*** RECORDS FOR THIS TASK ***

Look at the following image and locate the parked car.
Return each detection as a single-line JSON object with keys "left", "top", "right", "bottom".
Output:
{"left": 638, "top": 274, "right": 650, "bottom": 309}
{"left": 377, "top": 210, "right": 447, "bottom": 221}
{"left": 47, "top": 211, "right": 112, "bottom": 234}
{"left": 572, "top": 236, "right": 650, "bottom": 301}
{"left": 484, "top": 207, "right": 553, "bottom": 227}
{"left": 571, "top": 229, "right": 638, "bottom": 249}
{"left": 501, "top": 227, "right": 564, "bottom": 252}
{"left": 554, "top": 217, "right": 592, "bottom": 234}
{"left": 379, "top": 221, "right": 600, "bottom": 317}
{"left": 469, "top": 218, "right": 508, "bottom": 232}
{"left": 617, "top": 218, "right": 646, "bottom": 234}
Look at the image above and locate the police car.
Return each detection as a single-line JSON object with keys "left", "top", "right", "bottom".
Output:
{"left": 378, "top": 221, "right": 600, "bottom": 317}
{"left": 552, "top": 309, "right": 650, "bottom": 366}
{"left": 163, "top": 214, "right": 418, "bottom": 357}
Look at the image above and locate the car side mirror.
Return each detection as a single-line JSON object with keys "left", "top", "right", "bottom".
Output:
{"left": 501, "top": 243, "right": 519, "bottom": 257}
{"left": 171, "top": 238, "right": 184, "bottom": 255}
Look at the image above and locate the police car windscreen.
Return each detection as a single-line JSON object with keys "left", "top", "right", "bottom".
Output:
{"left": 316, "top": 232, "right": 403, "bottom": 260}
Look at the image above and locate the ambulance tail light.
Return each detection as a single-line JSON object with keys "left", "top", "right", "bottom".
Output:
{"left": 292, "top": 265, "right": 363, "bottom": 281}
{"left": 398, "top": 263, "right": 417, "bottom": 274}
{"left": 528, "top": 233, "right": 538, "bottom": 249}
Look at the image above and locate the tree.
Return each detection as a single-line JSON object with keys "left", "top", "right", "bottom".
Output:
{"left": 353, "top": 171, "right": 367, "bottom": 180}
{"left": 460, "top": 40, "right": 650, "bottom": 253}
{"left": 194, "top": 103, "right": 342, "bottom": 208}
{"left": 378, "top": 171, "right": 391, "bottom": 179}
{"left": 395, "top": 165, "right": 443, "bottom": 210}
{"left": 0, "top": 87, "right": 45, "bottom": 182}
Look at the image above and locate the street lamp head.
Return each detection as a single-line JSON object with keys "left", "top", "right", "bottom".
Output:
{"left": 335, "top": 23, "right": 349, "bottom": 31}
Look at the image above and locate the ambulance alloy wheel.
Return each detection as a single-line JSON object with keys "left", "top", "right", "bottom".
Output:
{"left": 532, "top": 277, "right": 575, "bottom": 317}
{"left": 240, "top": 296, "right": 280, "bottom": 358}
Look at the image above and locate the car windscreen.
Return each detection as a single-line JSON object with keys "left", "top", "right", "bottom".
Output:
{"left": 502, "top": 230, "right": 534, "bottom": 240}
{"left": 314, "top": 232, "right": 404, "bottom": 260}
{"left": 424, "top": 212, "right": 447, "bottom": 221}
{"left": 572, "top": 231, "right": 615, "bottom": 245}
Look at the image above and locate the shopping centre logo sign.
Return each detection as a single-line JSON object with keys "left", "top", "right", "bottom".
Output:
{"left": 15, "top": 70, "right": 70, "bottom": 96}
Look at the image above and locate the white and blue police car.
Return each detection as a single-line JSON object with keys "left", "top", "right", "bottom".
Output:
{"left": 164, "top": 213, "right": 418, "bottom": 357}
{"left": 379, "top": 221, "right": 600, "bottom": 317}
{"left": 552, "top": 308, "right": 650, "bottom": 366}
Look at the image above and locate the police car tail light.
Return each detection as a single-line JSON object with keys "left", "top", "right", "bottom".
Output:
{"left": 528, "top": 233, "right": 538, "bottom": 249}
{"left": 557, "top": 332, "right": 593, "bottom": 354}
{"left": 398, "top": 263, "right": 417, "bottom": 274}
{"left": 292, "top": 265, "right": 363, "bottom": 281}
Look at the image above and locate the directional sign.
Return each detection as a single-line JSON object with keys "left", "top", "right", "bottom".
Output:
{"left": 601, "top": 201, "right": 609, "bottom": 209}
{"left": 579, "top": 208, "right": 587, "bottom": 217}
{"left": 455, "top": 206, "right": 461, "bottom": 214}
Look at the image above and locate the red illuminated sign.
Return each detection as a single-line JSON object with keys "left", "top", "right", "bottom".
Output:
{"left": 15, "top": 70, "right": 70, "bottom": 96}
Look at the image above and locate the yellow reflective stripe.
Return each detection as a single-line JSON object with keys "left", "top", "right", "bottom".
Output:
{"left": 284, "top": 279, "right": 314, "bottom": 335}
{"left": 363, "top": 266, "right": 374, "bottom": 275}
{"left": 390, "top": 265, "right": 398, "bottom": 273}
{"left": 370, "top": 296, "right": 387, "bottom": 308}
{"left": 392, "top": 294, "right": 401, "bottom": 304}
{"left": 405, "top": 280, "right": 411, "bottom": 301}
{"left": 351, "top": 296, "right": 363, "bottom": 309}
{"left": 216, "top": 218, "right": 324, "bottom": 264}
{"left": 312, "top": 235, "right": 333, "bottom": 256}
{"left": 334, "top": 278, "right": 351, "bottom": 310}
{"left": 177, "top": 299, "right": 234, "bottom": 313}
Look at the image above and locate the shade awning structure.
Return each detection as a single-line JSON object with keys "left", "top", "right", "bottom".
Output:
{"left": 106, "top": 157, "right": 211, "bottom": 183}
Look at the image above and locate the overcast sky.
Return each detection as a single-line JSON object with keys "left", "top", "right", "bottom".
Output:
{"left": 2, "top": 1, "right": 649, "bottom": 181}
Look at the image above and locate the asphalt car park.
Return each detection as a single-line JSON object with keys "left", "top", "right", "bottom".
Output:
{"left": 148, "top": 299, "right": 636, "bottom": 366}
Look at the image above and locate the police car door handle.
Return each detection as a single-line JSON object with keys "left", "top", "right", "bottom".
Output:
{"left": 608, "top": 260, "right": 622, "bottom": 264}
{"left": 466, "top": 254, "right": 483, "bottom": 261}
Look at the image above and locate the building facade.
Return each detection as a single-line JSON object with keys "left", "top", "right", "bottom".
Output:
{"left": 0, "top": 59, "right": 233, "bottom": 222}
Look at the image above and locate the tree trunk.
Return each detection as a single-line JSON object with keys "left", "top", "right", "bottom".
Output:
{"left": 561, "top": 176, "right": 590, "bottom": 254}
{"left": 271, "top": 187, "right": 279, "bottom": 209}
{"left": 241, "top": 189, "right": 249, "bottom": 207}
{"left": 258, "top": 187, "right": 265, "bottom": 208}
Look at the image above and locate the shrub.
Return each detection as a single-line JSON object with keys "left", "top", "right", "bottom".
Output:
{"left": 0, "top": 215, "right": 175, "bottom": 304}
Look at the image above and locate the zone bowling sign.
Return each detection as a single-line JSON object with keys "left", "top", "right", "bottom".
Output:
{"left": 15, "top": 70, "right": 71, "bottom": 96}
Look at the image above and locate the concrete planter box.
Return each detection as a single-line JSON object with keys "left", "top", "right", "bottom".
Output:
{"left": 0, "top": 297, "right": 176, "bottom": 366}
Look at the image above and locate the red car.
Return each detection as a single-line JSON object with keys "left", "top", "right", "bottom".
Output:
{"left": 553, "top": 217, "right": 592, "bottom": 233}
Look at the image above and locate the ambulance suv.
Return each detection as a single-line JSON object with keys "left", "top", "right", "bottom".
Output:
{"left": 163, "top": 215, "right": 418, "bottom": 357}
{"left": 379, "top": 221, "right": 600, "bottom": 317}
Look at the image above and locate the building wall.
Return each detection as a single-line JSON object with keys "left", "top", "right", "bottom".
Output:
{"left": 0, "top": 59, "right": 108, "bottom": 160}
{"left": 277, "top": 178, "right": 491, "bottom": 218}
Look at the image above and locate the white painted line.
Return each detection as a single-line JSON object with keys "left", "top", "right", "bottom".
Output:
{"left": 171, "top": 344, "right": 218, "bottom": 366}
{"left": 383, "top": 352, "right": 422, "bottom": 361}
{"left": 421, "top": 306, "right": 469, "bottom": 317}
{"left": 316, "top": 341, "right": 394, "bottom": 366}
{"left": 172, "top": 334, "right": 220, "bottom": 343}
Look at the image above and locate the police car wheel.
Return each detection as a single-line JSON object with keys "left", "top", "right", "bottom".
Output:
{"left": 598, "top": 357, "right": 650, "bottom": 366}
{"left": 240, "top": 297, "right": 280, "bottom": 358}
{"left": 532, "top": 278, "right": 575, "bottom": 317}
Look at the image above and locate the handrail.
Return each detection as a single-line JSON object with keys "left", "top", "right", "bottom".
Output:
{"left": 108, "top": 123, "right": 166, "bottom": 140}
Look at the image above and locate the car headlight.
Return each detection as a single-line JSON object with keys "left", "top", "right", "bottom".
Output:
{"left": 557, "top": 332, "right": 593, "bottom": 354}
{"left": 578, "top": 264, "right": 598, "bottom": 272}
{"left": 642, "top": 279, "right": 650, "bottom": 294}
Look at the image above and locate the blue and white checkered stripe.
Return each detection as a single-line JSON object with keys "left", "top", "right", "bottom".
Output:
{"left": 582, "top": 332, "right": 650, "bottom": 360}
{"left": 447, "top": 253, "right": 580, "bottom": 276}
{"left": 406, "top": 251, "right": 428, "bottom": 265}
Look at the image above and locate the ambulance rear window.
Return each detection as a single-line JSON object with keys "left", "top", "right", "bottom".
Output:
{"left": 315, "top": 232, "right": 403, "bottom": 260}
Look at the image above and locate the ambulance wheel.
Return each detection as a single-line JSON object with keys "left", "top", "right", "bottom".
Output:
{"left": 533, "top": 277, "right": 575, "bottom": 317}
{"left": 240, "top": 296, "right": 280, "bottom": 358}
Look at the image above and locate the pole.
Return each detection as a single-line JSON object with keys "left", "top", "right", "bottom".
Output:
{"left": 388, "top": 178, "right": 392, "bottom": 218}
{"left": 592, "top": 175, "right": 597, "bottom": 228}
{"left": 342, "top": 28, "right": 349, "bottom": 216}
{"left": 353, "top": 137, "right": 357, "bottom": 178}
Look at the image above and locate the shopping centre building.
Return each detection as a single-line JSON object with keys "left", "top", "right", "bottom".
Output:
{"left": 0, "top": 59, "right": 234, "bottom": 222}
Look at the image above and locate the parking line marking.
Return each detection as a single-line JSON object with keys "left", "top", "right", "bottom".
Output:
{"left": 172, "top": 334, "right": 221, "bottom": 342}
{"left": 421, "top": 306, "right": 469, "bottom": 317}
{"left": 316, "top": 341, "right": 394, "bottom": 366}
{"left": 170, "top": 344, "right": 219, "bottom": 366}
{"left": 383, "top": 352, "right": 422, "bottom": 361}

*** End of RECORDS FOR THIS TASK ***
*** RECORDS FOR THIS TASK ***

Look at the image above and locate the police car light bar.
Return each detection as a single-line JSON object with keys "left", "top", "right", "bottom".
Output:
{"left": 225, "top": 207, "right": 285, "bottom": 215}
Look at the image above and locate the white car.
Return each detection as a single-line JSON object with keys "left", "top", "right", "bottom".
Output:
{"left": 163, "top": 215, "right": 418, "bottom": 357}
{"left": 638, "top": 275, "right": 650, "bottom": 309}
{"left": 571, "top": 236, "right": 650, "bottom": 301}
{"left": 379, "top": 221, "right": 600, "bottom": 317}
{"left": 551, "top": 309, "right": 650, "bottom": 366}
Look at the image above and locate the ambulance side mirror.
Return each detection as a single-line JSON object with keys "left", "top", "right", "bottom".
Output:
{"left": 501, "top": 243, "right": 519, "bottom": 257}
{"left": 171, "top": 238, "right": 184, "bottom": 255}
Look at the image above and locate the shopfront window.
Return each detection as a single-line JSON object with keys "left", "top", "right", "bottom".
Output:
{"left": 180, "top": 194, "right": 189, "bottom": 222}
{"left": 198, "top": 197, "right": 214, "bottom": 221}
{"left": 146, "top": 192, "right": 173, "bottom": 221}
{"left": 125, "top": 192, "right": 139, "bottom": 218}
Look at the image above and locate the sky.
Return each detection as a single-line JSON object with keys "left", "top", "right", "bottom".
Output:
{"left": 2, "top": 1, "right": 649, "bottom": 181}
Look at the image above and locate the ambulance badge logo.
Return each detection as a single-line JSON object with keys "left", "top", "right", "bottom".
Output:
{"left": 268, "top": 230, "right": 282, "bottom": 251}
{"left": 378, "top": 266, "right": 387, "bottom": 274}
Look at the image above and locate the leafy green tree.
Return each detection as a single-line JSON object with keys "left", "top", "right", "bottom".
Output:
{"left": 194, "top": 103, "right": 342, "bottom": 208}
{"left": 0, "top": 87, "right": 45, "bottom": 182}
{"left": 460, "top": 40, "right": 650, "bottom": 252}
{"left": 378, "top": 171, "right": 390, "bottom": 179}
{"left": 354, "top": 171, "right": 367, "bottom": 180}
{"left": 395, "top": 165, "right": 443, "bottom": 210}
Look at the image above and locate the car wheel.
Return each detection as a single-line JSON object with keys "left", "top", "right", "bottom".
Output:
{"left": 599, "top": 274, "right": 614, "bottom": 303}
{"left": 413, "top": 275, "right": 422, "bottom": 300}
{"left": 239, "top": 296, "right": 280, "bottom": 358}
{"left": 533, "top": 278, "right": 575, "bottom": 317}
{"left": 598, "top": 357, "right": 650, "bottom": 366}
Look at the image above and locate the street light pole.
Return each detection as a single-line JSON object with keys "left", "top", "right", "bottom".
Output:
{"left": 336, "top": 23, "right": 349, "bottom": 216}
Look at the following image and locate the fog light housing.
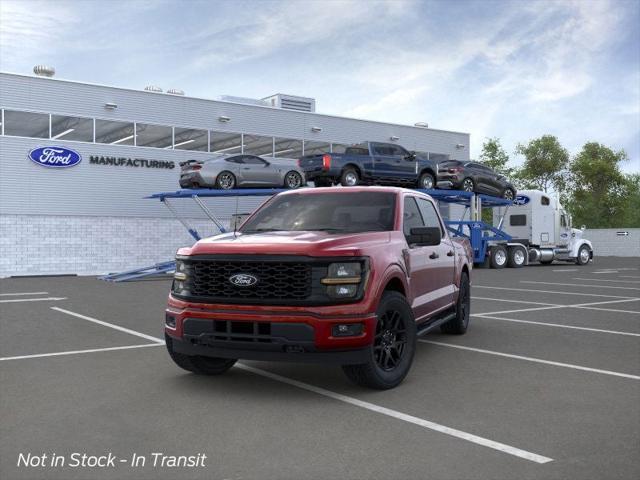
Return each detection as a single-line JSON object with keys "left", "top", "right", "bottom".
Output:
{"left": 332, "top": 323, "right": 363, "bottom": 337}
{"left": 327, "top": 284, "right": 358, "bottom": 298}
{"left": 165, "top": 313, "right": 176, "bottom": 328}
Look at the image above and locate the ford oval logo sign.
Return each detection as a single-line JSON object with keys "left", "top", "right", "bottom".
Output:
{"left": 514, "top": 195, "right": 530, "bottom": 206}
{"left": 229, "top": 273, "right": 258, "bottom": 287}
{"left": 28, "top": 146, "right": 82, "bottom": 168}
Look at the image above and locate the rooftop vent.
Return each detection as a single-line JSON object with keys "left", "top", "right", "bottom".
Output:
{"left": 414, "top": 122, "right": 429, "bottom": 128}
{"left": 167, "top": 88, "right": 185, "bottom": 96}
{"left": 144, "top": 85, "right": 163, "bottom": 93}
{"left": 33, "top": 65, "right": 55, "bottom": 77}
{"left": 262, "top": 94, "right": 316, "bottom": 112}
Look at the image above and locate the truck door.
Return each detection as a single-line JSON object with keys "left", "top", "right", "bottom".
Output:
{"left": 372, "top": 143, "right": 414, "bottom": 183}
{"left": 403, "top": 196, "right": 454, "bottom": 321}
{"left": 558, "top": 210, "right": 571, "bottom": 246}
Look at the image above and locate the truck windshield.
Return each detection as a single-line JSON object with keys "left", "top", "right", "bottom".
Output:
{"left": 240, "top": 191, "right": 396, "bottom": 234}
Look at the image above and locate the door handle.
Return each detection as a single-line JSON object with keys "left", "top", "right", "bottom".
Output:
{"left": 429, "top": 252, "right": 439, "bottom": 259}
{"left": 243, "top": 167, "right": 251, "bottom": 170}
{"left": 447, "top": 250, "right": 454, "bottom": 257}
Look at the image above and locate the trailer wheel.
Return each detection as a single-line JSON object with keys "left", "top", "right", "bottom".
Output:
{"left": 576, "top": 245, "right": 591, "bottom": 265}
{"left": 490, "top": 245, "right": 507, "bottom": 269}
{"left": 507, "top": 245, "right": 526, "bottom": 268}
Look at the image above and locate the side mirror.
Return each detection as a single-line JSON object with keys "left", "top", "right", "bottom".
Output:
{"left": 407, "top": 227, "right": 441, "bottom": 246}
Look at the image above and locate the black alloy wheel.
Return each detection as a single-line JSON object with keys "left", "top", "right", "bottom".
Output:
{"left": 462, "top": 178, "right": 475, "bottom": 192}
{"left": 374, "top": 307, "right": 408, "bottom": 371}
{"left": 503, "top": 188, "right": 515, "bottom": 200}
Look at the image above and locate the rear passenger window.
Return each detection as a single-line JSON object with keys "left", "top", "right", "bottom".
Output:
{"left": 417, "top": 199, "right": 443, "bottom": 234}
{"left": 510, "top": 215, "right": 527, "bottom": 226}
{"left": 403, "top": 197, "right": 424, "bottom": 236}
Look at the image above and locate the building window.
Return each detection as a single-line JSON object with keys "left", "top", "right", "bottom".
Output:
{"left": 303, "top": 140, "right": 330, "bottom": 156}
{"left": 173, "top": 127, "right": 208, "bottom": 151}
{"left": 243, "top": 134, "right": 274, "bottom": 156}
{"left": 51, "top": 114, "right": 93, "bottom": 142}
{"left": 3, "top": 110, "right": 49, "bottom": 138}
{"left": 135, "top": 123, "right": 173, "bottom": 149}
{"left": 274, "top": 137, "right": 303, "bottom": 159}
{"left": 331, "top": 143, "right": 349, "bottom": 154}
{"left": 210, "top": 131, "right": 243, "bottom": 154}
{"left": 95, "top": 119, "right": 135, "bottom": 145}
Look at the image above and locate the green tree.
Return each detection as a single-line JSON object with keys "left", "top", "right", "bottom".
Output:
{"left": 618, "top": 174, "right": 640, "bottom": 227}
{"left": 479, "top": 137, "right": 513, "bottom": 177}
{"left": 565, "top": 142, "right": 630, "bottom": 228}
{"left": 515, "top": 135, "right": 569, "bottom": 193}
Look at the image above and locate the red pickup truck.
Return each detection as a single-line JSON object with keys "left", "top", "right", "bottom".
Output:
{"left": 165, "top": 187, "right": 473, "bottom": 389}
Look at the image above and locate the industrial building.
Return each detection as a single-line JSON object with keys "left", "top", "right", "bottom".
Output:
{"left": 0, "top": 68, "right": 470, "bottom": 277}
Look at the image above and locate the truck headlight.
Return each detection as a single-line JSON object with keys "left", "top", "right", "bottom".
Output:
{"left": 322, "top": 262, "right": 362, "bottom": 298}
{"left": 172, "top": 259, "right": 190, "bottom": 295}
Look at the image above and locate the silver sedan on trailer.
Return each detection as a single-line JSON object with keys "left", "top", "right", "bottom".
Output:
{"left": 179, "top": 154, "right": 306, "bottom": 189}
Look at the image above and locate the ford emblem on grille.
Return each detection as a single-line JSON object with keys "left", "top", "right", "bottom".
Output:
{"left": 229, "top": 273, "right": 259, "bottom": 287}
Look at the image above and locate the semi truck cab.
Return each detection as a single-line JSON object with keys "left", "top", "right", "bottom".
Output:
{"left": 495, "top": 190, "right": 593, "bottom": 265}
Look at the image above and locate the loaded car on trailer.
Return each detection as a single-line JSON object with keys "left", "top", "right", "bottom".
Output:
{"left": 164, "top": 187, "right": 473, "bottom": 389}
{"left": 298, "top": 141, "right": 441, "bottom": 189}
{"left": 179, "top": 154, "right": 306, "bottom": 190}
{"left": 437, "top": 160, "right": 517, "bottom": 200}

*** End of RECORDS FOR THIS TASK ***

[TASK PROMPT] If a line in the listing has "handle" in it, report that line.

[TASK OUTPUT]
Look at the image above and locate the police car door handle.
Look at the image above and locate the door handle.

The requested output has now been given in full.